*Aim:* Starting with the line that contains "person's arm, which" and going on through the end of the entries, write those lines again with "innermost" replaced by "most central" and nothing else changed.
::: Records supplied :::
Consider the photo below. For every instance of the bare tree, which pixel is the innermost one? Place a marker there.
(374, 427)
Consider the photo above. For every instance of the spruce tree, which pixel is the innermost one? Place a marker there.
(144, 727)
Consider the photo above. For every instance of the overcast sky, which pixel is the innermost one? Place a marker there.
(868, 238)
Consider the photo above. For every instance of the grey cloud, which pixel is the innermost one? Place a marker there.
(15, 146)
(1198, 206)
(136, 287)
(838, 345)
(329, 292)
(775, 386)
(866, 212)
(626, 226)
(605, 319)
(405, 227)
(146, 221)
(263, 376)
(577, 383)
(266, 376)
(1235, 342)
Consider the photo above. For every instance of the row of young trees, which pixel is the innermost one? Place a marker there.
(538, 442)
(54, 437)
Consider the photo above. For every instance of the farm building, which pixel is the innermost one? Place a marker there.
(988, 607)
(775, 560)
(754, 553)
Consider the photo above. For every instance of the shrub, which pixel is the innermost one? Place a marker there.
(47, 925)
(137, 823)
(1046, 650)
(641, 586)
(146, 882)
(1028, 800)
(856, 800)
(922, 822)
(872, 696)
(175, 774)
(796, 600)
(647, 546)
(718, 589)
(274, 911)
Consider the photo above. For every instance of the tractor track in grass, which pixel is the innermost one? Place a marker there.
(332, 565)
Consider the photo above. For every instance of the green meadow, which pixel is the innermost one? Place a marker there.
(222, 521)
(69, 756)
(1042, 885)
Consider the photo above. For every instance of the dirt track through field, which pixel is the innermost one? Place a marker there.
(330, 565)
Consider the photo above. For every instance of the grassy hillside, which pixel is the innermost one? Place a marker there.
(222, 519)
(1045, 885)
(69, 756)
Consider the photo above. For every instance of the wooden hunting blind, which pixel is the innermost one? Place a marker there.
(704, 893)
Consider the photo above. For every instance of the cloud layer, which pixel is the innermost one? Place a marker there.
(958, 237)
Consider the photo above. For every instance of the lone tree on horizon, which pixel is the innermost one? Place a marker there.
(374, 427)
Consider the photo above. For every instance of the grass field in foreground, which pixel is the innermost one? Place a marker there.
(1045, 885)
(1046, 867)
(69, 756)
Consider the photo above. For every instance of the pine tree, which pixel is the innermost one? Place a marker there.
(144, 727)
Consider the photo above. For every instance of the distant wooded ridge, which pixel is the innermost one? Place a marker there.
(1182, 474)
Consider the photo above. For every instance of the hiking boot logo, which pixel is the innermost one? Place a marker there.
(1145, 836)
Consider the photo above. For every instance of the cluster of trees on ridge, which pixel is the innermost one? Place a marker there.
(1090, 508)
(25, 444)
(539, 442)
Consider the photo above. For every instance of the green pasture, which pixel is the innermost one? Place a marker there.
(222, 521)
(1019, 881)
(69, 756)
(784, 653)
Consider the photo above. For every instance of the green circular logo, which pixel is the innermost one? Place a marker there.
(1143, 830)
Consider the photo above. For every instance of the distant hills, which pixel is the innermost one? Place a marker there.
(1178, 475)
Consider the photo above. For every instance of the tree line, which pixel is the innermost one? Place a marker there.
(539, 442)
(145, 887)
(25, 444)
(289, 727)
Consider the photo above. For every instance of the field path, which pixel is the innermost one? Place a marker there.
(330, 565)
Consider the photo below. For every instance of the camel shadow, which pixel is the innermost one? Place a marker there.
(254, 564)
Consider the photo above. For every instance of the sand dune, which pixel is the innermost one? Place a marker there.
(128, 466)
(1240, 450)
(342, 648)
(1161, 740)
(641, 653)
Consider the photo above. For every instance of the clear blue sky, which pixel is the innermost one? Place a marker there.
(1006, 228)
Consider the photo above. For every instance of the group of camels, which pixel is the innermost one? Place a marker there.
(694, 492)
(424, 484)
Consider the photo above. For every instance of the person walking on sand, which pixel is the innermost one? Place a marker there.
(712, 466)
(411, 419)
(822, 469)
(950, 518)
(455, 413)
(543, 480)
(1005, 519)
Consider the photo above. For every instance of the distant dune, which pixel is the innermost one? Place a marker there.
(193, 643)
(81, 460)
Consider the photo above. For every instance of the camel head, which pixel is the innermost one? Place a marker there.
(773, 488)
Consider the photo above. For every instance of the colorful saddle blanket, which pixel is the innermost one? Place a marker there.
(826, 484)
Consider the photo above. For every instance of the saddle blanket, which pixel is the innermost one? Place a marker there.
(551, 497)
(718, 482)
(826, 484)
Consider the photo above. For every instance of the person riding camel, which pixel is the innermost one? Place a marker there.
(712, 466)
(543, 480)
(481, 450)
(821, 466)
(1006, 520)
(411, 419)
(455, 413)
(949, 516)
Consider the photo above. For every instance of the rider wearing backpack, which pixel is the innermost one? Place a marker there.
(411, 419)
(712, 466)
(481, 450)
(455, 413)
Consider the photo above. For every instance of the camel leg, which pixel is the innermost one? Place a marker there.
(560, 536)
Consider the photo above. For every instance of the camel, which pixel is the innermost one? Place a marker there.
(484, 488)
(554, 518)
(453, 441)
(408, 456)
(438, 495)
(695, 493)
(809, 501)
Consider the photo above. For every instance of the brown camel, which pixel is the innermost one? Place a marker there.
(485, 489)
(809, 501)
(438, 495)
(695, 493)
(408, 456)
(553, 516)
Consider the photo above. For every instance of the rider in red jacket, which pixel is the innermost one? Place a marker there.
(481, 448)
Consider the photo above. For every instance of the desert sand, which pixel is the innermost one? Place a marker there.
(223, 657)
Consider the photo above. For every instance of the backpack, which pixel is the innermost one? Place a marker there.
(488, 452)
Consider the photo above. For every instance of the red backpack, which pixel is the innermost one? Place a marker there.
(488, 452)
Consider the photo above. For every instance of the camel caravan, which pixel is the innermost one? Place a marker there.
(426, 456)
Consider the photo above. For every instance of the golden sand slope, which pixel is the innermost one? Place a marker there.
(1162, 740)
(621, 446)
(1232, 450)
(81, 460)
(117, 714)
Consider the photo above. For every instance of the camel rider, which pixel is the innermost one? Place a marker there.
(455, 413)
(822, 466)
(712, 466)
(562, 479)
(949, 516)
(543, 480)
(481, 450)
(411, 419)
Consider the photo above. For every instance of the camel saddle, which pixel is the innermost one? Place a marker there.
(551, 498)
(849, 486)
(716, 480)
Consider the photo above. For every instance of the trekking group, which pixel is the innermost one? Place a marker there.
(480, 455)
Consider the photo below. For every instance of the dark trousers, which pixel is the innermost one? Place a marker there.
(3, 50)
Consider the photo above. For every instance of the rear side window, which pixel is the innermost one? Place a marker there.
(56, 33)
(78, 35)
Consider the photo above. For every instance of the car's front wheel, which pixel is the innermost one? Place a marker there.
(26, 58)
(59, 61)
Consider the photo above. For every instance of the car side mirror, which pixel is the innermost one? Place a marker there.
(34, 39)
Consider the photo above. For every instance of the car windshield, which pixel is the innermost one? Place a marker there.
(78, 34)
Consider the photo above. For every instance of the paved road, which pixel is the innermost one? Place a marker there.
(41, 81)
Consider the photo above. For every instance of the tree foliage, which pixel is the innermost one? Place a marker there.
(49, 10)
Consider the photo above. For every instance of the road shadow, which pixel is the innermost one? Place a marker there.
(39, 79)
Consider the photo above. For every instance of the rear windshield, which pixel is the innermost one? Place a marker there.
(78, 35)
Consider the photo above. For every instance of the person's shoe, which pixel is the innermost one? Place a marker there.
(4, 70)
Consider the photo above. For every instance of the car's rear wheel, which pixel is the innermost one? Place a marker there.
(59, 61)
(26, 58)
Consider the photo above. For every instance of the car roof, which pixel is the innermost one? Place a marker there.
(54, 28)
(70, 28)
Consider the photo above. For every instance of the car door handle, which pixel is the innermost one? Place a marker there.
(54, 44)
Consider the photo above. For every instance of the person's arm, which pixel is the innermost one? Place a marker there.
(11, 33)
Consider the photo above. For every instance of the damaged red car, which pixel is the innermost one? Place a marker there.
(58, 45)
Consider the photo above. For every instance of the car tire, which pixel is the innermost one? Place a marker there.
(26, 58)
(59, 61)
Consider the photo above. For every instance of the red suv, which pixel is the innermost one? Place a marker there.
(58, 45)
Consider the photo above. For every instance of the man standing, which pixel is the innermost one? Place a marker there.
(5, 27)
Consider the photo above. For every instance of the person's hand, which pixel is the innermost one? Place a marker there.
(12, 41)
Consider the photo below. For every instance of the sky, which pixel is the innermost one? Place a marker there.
:::
*Task response:*
Consider the photo above. For every instance of the person's arm, which pixel is the most central one? Place a marker there.
(11, 33)
Consider the photo above. For every instance of the damaged red car, which pixel is the most central one? Place a marker there.
(58, 45)
Consider the photo above. For every instance of the car tire, which pixel is the most central one? Place a marker there.
(26, 58)
(59, 61)
Consider the photo above. For every instance of the red suv, which pixel is the most central one? Place a marker there.
(58, 45)
Consider the photo above. For every instance of the man standing, which pixel is the most central one? Place a marker there.
(5, 27)
Consider the photo above. For every instance of the person's hand, which pixel is the most central one? Place a marker there.
(12, 41)
Consider the photo below. For every instance of the sky, which pixel is the most central one? Place a marker there.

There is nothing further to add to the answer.